AIM OF THE EXERCISE: Change "positive clicks" to "foreground clicks" throughout the records below, and reproduce every line otherwise unaltered.

INFORMATION PROVIDED:
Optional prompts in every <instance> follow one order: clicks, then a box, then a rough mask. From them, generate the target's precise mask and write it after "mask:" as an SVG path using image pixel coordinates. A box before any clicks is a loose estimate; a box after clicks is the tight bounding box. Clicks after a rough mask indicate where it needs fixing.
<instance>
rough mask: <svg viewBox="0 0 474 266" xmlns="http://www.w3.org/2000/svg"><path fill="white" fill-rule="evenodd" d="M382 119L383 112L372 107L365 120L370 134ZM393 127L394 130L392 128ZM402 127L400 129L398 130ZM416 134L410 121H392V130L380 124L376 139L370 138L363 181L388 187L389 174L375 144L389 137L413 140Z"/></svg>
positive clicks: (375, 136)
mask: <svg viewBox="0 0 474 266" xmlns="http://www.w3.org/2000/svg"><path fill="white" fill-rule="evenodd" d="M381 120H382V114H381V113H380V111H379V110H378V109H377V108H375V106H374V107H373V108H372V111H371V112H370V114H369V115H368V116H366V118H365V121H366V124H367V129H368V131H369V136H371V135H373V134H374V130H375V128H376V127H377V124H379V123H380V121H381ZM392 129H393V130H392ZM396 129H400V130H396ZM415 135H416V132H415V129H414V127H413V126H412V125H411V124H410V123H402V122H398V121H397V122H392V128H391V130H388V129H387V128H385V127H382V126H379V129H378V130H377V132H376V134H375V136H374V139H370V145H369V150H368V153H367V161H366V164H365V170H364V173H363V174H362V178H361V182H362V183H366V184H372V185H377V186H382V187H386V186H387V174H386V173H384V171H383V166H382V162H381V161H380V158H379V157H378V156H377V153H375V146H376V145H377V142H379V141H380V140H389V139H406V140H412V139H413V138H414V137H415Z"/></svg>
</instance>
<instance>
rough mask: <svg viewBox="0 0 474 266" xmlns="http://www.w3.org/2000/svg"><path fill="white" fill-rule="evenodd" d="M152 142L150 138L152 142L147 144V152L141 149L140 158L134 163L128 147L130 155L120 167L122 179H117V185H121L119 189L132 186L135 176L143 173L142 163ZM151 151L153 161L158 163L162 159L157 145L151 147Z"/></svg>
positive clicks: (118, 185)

SOLUTION TO THIS TASK:
Optional prompts in every <instance> follow one order: clicks, then a box, then a rough mask. From them, generate the target's precise mask and write it after "mask:" as an SVG path using image pixel coordinates. A box before any clicks is a loose estimate; a box after clicks is the tight bounding box. Clicks after a rough mask indicate where it needs fixing.
<instance>
rough mask: <svg viewBox="0 0 474 266" xmlns="http://www.w3.org/2000/svg"><path fill="white" fill-rule="evenodd" d="M382 119L383 112L372 107L365 120L370 134ZM393 127L394 130L392 128ZM402 127L400 129L398 130ZM416 134L410 121H392V130L380 124L376 139L370 138L363 181L388 187L389 174L375 144L389 137L413 140Z"/></svg>
foreground clicks: (375, 136)
mask: <svg viewBox="0 0 474 266" xmlns="http://www.w3.org/2000/svg"><path fill="white" fill-rule="evenodd" d="M381 120H382V114H381V113H380V111H379V110H378V109H377V108H375V106H374V107H373V108H372V111H371V112H370V114H369V115H368V116H366V118H365V121H366V124H367V129H368V131H369V136H371V135H373V134H374V130H375V128H376V127H377V124H379V123H380V121H381ZM392 129H393V130H392ZM396 129H400V130H396ZM415 135H416V132H415V129H414V127H413V126H412V125H411V124H410V123H402V122H398V121H397V122H392V128H391V130H388V129H387V128H385V127H382V126H379V129H378V130H377V132H376V134H375V136H374V139H370V145H369V150H368V153H367V161H366V164H365V170H364V173H363V174H362V178H361V182H362V183H366V184H372V185H377V186H382V187H386V186H387V174H386V173H384V171H383V166H382V162H381V161H380V158H379V157H378V156H377V153H375V146H376V145H377V142H379V141H380V140H389V139H406V140H412V139H413V138H414V137H415Z"/></svg>
</instance>
<instance>
rough mask: <svg viewBox="0 0 474 266" xmlns="http://www.w3.org/2000/svg"><path fill="white" fill-rule="evenodd" d="M152 142L150 138L152 142L147 144V152L141 149L140 158L134 163L128 147L130 155L120 167L122 179H117V185H121L119 189L132 186L135 176L143 173L142 163ZM151 151L153 161L158 163L162 159L157 145L151 147Z"/></svg>
foreground clicks: (118, 185)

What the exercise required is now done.